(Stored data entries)
________________

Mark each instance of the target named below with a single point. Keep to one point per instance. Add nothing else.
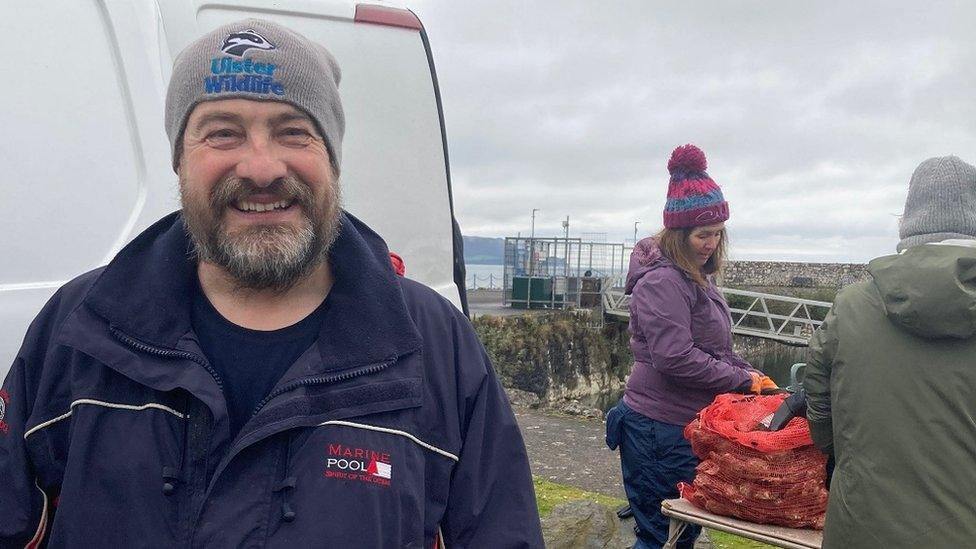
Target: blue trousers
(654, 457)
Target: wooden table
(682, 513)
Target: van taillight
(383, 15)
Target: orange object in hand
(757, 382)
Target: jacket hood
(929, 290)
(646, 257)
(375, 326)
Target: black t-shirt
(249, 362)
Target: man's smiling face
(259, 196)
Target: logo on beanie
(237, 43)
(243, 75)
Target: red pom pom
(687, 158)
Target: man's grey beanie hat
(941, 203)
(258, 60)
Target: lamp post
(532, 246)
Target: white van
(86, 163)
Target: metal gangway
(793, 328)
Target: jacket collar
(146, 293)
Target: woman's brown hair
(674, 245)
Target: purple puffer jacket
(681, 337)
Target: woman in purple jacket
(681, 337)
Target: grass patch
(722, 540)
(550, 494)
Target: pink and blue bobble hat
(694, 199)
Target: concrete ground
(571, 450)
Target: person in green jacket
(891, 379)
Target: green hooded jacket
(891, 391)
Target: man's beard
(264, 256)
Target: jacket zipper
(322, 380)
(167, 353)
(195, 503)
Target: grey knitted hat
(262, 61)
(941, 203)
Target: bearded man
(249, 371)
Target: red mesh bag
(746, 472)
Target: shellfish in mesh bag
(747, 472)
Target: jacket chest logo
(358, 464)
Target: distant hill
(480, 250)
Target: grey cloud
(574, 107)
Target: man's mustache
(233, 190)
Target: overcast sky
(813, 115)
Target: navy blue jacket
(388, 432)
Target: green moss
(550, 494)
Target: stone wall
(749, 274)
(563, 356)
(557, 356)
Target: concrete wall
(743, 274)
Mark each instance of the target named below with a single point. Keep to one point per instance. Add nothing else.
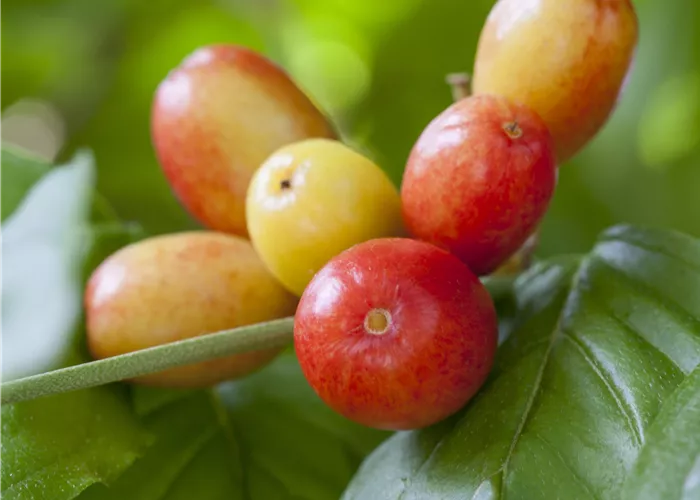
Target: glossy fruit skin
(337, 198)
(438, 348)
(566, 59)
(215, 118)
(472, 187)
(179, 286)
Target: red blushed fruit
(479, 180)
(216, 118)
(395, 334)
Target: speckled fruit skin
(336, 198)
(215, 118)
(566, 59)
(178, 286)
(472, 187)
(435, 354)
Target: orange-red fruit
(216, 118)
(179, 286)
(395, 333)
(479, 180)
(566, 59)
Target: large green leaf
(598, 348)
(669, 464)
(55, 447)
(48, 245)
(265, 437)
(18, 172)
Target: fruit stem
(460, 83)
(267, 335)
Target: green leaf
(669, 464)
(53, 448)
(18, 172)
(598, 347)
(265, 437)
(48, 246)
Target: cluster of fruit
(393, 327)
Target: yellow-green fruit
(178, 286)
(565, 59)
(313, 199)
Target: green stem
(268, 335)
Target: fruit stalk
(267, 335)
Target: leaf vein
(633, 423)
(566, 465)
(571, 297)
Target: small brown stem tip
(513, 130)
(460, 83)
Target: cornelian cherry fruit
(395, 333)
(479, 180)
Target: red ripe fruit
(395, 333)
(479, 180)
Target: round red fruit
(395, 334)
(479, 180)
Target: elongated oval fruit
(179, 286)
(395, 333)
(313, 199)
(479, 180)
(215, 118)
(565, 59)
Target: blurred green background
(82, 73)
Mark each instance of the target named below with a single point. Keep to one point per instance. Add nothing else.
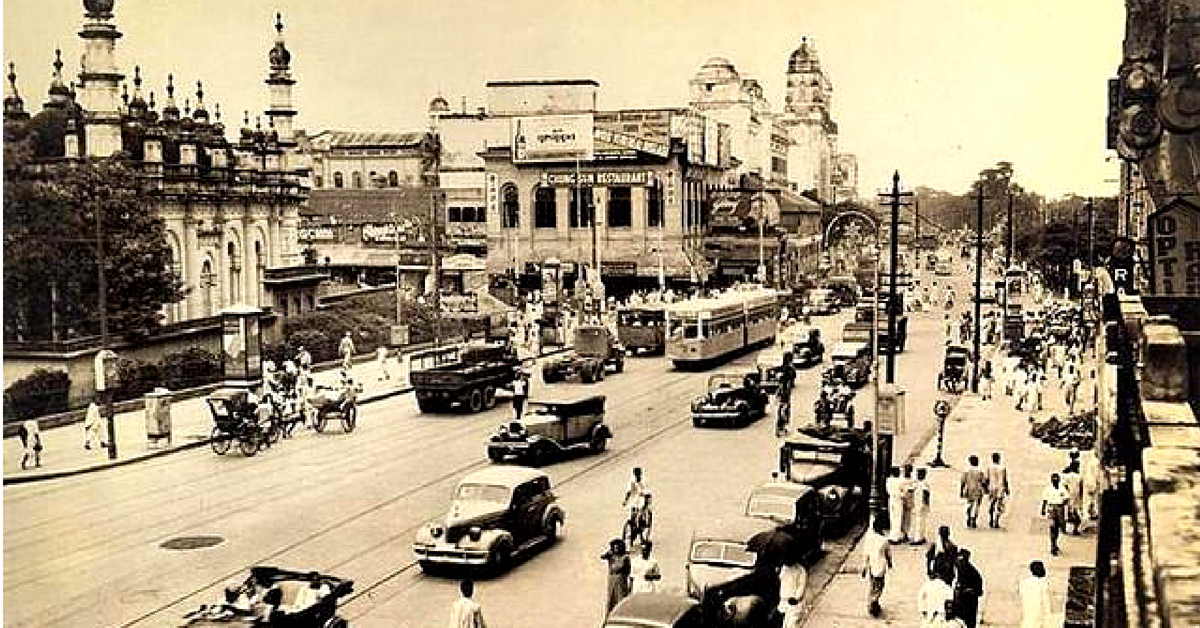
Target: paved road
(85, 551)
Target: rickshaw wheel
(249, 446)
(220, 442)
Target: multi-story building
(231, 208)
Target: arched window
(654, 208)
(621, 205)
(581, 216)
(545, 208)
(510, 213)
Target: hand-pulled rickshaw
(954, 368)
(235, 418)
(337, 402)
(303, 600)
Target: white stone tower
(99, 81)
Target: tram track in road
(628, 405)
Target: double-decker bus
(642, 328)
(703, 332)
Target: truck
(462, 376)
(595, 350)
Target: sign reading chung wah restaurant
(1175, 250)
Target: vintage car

________________

▸ **Work item**
Write out, exactly as shown, only the lines running from the one that contains "Target: rickshaw wheel" to the last line above.

▸ **Answer to this task**
Target: rickshaw wheel
(249, 446)
(220, 442)
Target: multi-story building
(231, 208)
Target: arched window
(654, 208)
(621, 205)
(581, 216)
(545, 208)
(510, 213)
Target: hand-pulled rickshaw
(954, 368)
(235, 418)
(337, 402)
(303, 600)
Target: white stone tower
(99, 81)
Target: tram track in road
(628, 405)
Target: double-decker bus
(642, 328)
(703, 332)
Target: truck
(462, 376)
(595, 350)
Target: sign reading chung wah restaurant
(1175, 250)
Target: vintage car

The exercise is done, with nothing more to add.